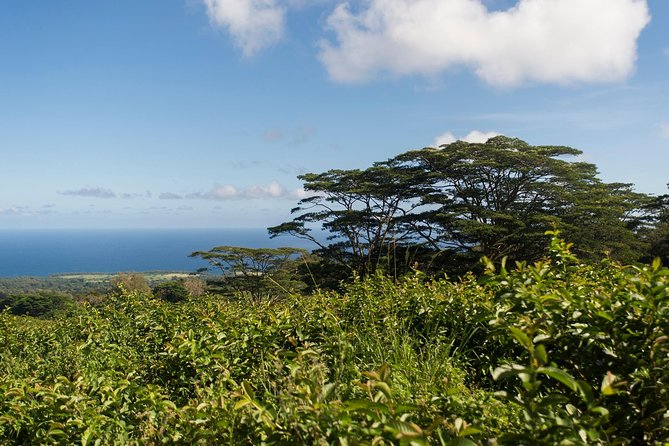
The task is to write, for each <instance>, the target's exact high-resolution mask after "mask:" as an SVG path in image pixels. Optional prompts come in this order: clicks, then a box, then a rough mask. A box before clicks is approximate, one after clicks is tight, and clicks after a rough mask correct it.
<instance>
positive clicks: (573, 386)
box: [537, 367, 577, 390]
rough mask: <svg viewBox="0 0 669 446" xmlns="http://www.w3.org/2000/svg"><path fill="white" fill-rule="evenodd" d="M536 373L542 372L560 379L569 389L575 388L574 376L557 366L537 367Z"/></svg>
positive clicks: (562, 382)
mask: <svg viewBox="0 0 669 446" xmlns="http://www.w3.org/2000/svg"><path fill="white" fill-rule="evenodd" d="M537 373H543V374H544V375H546V376H548V377H550V378H553V379H555V380H557V381H560V382H561V383H562V384H564V385H565V386H567V387H569V388H570V389H571V390H577V384H576V380H575V379H574V377H573V376H571V375H570V374H569V373H567V372H565V371H564V370H561V369H558V368H557V367H539V368H537Z"/></svg>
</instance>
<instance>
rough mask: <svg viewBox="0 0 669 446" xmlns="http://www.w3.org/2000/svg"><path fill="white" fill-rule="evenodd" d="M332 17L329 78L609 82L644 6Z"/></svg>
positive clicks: (328, 57) (394, 1) (643, 14)
mask: <svg viewBox="0 0 669 446" xmlns="http://www.w3.org/2000/svg"><path fill="white" fill-rule="evenodd" d="M363 5H364V6H363V7H362V8H360V10H359V11H354V10H353V9H352V8H351V6H350V5H349V4H348V3H340V4H339V5H338V6H337V7H336V8H335V10H334V12H333V13H332V14H331V15H330V16H329V17H328V19H327V24H328V27H329V28H330V29H331V30H332V31H334V33H335V36H336V43H332V42H331V41H327V40H323V41H321V44H320V47H321V51H320V55H319V57H320V59H321V61H322V62H323V64H324V65H325V67H326V69H327V71H328V73H329V75H330V77H331V78H332V79H333V80H335V81H339V82H359V81H365V80H369V79H371V78H373V77H374V76H376V75H378V74H382V73H391V74H394V75H400V76H403V75H426V76H433V75H436V74H439V73H441V72H443V71H445V70H449V69H453V68H456V67H469V68H471V69H472V70H474V72H475V73H476V74H477V75H478V76H479V77H480V78H482V79H483V80H484V81H486V82H488V83H490V84H492V85H496V86H517V85H519V84H522V83H523V82H527V81H535V82H546V83H558V84H564V83H573V82H610V81H619V80H622V79H625V78H626V77H628V76H629V75H630V74H631V73H632V71H633V69H634V63H635V60H636V42H637V38H638V36H639V33H640V32H641V30H642V29H643V28H644V27H645V25H646V24H647V23H648V22H649V20H650V15H649V12H648V6H647V3H646V0H519V1H518V2H517V4H516V5H515V6H514V7H513V8H510V9H506V10H500V11H490V10H488V9H487V8H486V6H485V4H484V3H483V2H482V0H366V1H365V2H364V3H363Z"/></svg>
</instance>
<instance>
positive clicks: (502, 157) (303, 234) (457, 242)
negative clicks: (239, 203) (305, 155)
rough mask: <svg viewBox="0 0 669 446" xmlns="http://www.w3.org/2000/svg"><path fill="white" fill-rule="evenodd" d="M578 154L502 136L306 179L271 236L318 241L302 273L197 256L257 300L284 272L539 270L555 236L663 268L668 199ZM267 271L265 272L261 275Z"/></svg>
mask: <svg viewBox="0 0 669 446" xmlns="http://www.w3.org/2000/svg"><path fill="white" fill-rule="evenodd" d="M581 155H582V152H581V151H580V150H577V149H574V148H571V147H566V146H552V145H550V146H542V145H539V146H535V145H530V144H528V143H526V142H525V141H522V140H520V139H516V138H509V137H506V136H496V137H494V138H491V139H489V140H488V141H487V142H485V143H468V142H464V141H457V142H454V143H452V144H447V145H442V146H441V147H438V148H432V147H427V148H423V149H420V150H410V151H408V152H405V153H402V154H400V155H398V156H395V157H393V158H391V159H388V160H386V161H380V162H376V163H373V165H371V166H370V167H368V168H366V169H350V170H341V169H332V170H328V171H326V172H322V173H308V174H304V175H300V176H299V177H298V178H299V179H300V180H302V181H303V183H304V189H305V191H307V192H308V193H310V196H309V197H307V198H305V199H303V200H301V201H300V202H299V203H298V204H297V206H296V207H295V208H294V209H292V214H293V215H294V218H293V219H292V220H290V221H287V222H284V223H281V224H279V225H277V226H273V227H270V228H268V231H269V234H270V236H271V237H279V236H285V235H289V236H293V237H297V238H300V239H306V240H309V241H311V242H313V243H314V245H315V246H316V249H315V250H314V251H313V253H312V255H310V256H308V258H303V259H302V261H298V262H296V258H297V257H299V256H300V255H302V254H303V253H301V252H300V251H299V250H291V249H279V250H272V249H260V250H258V249H255V250H254V249H248V248H236V247H230V246H224V247H217V248H214V249H212V250H211V251H205V252H202V251H201V252H196V253H193V254H192V255H193V256H198V257H202V258H203V259H205V260H208V261H209V262H210V263H211V265H212V266H213V267H214V269H220V270H221V271H222V272H223V273H224V274H223V275H224V276H227V277H225V279H224V281H223V282H226V281H227V283H228V286H230V285H231V284H234V283H237V284H238V285H243V286H244V287H247V288H248V287H249V286H250V285H251V288H252V289H253V293H254V295H255V296H256V297H258V296H261V295H262V294H263V293H270V294H271V290H272V289H274V291H277V290H278V289H280V288H281V286H279V287H277V286H276V285H277V282H279V284H280V283H284V284H285V282H282V280H283V279H282V278H285V277H286V275H287V274H288V273H289V275H291V277H293V278H294V277H295V274H296V272H297V274H298V275H300V274H301V275H302V280H303V281H304V282H305V283H307V284H311V285H312V286H316V287H319V288H337V287H338V286H339V284H341V282H342V281H343V280H344V281H345V280H348V279H350V278H352V277H355V276H358V277H364V276H368V275H370V274H375V273H378V272H380V271H381V272H383V273H386V274H390V275H395V276H401V275H403V274H405V273H406V272H408V271H410V270H412V269H419V270H420V271H422V272H425V273H428V274H434V275H443V274H444V273H445V274H447V275H450V276H460V275H462V274H465V273H467V272H469V271H474V272H477V271H480V270H481V268H482V267H481V263H480V262H479V260H480V259H481V258H482V257H484V256H485V257H487V258H488V259H490V260H491V261H493V262H499V261H501V259H503V258H507V260H508V261H516V260H518V261H527V262H533V261H535V260H538V259H540V258H542V257H544V256H545V255H546V253H547V247H548V245H549V243H550V237H549V236H548V235H546V233H547V231H552V230H559V231H560V234H561V237H563V238H564V239H565V240H566V241H567V242H570V243H573V246H574V250H575V252H576V253H577V254H578V255H579V257H580V258H581V259H583V260H586V261H596V260H599V259H602V258H603V257H609V258H611V259H613V260H616V261H619V262H622V263H634V262H637V261H645V262H647V261H650V260H652V259H653V258H655V257H659V258H660V259H661V260H662V261H663V262H664V264H667V262H668V260H669V195H662V196H652V195H648V194H643V193H639V192H636V191H635V190H634V187H633V185H632V184H629V183H606V182H604V181H602V180H601V179H600V178H598V171H597V167H596V166H595V165H594V164H592V163H587V162H584V161H582V159H581ZM259 261H262V262H263V267H258V268H256V267H254V264H255V263H258V262H259ZM269 282H272V284H271V286H270V285H269ZM295 283H296V282H295V280H293V282H292V285H294V284H295ZM286 286H287V284H286ZM233 288H234V286H233Z"/></svg>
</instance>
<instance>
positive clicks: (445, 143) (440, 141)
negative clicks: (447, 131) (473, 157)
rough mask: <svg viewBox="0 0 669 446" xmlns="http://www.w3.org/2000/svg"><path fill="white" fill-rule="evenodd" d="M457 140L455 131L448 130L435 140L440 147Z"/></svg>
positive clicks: (434, 140)
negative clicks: (450, 131) (455, 134)
mask: <svg viewBox="0 0 669 446" xmlns="http://www.w3.org/2000/svg"><path fill="white" fill-rule="evenodd" d="M457 140H458V138H456V137H455V135H454V134H453V133H451V132H446V133H443V134H441V135H439V136H437V138H436V139H435V140H434V146H435V147H439V146H443V145H444V144H451V143H453V142H455V141H457Z"/></svg>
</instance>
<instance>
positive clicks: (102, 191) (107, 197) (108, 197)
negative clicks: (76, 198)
mask: <svg viewBox="0 0 669 446" xmlns="http://www.w3.org/2000/svg"><path fill="white" fill-rule="evenodd" d="M58 193H59V194H61V195H72V196H78V197H93V198H115V197H116V194H115V193H114V192H113V191H111V190H109V189H104V188H102V187H98V186H88V187H82V188H81V189H76V190H66V191H63V192H58Z"/></svg>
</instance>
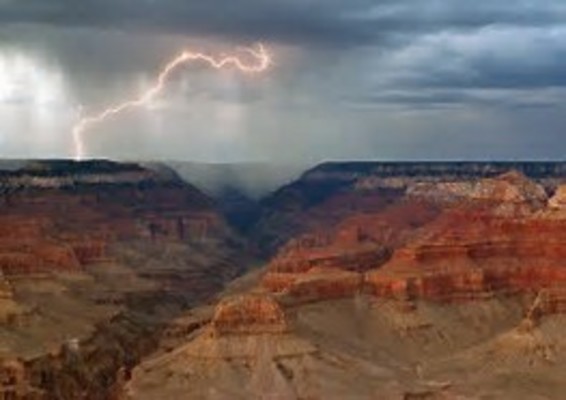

+++++

== Your objective ==
The line with "373L542 372L560 379L569" ends the range, and the first line of the data begins it; repeat exactly those lines and nothing more, omitting pictures.

== Task output ==
The task is to write, for each <instance>, the target's exact high-resolution mask after "mask:" as an SVG path in image pixels. Optional prompts come in this order: clicks, then a box, then a rough mask. A box before clicks is approximate, one after clicks is tight, and clicks after a rough mask correct it.
<instance>
positive clicks: (573, 386)
box: [537, 367, 577, 390]
rough mask: <svg viewBox="0 0 669 446" xmlns="http://www.w3.org/2000/svg"><path fill="white" fill-rule="evenodd" d="M536 373L542 372L560 379L569 389L575 388L574 376L557 366L537 367Z"/></svg>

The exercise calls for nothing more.